» THE TASK: Revise the records below by replacing "tree trunk bark" with "tree bark" and keeping every other part unchanged.
[Begin EXTRACTED DATA]
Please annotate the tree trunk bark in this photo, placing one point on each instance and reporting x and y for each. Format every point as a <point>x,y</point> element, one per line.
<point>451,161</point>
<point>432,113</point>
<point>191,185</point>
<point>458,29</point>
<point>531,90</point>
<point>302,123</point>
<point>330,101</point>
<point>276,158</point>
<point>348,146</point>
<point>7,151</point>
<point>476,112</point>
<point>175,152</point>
[End EXTRACTED DATA]
» COMPLETE RESPONSE:
Please annotate the tree bark in this photo, placing one point on each instance and reporting x and y for each. Format every point as a <point>x,y</point> element, one per line.
<point>451,161</point>
<point>432,113</point>
<point>191,185</point>
<point>458,29</point>
<point>531,90</point>
<point>302,123</point>
<point>330,101</point>
<point>276,158</point>
<point>348,146</point>
<point>7,151</point>
<point>476,112</point>
<point>175,152</point>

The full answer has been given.